Rows from a pointing dataset

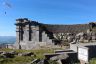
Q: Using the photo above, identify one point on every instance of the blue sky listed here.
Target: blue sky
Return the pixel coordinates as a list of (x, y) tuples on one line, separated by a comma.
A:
[(46, 11)]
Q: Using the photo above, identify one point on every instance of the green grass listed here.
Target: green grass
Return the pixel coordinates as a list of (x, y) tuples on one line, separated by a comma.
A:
[(24, 59)]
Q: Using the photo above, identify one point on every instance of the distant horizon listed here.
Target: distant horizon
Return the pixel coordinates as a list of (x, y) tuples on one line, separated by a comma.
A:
[(45, 11)]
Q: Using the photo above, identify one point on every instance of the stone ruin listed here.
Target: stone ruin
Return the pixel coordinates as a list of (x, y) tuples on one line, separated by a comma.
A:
[(31, 34)]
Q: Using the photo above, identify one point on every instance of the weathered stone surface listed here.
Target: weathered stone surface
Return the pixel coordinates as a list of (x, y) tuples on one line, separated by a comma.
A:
[(26, 54), (30, 34)]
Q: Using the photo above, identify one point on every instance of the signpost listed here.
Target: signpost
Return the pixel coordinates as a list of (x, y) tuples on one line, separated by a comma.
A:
[(83, 54)]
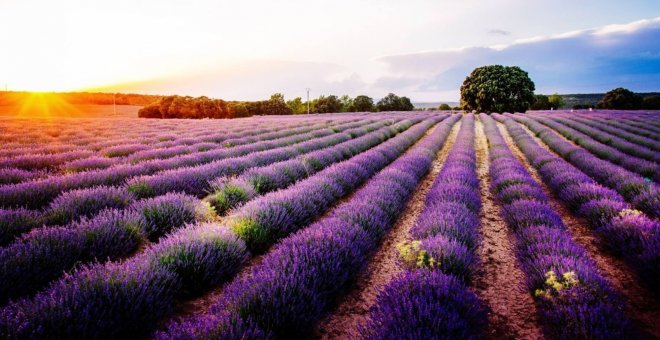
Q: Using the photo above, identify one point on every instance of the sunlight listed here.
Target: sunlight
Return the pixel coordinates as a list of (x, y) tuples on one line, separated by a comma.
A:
[(46, 105)]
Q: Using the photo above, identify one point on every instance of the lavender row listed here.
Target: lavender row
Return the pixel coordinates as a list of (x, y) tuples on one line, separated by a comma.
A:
[(230, 192), (633, 164), (268, 218), (53, 161), (71, 205), (430, 300), (573, 300), (295, 284), (42, 255), (639, 192), (14, 254), (196, 180), (633, 126), (601, 134), (126, 299), (168, 152), (38, 193), (629, 232), (620, 134)]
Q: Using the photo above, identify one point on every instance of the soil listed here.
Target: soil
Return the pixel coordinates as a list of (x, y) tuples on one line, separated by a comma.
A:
[(353, 310), (500, 282), (642, 306), (199, 305)]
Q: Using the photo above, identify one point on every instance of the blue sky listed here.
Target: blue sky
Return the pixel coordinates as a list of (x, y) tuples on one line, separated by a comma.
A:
[(249, 49)]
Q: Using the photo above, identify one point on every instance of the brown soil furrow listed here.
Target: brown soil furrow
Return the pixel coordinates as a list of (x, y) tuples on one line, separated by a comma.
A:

(Written problem): Write out all of the material again, switching every "photo" to "image" and keeping everything else unchanged. Omit the pictures from your answer.

(Answer for the task):
Q: Using the image above, identify one point on every instance of the blue sky listed here.
Target: blue sky
Return the pixel coordinates as a list of (x, y) tuples on one line, separated by a comma.
A:
[(46, 11)]
Q: Using the image above, identify one point on every instance of the green grass listed here.
Target: green grass
Return the pixel coordinates as a list of (x, y) tuples on one line, separated by a comma.
A:
[(24, 59)]
Q: Using the image above, identify one point on every instance of the distant horizon listed here.
Target: distant horizon
Return the pixel coordinates as a list of (x, y) tuples on one line, separated by a comma.
A:
[(45, 11)]
Q: Using the image above, identify one point on every instance of the stone ruin listed here.
Target: stone ruin
Return the pixel coordinates as a list of (x, y) tuples on one line, separated by a comma.
A:
[(31, 34)]
Q: Using the image above, identify one point on every instance of the weathered stone surface listed here.
Target: weathered stone surface
Return the pixel coordinates as a list of (x, y) tuples on one line, separated by a comma.
A:
[(26, 54), (30, 34)]
Q: Using the image above, identify one point on every instance of the signpost listed here.
Target: signpost
Return the pixel coordinates as a list of (x, y) tuples on one line, separated by a comma.
A:
[(83, 54)]
Q: Using the image above, identify one point on every instance of the sunlight listed here.
Target: sunlight
Return the pixel coordinates as a list of (x, y) tuples on one line, separated by a comma.
A:
[(46, 105)]
Q: Using the image above, identify one point on every instance of the lavender row listed here.
Target: lavender row
Return the pixel coordinates as a list of (x, y) tuples on one line, separated by a comma.
A:
[(230, 192), (633, 164), (268, 218), (53, 161), (71, 205), (430, 300), (573, 300), (295, 284), (42, 255), (639, 192), (14, 254), (196, 180), (633, 126), (601, 134), (126, 299), (168, 152), (38, 193), (629, 232), (620, 134)]
Q: Using the image above, identify one point on every instance of the soil listed here.
Target: soil
Return the pixel coordinates as a list of (x, y) tuples on one line, separated by a comma.
A:
[(353, 310), (500, 282), (642, 306), (199, 305)]
Q: Using the image above, identify one point on every instance of the blue sky listed here.
Target: blue sky
Return the pixel coordinates as a list of (x, y) tuples on one line, separated by a comma.
A:
[(249, 49)]
Q: Using the image above, identify one point on every instance of the brown soil furrow listed here.
Target: brown soil furrow
Return the pixel coordinates as a list of (x, y) tuples on one line, separated by a comma.
A:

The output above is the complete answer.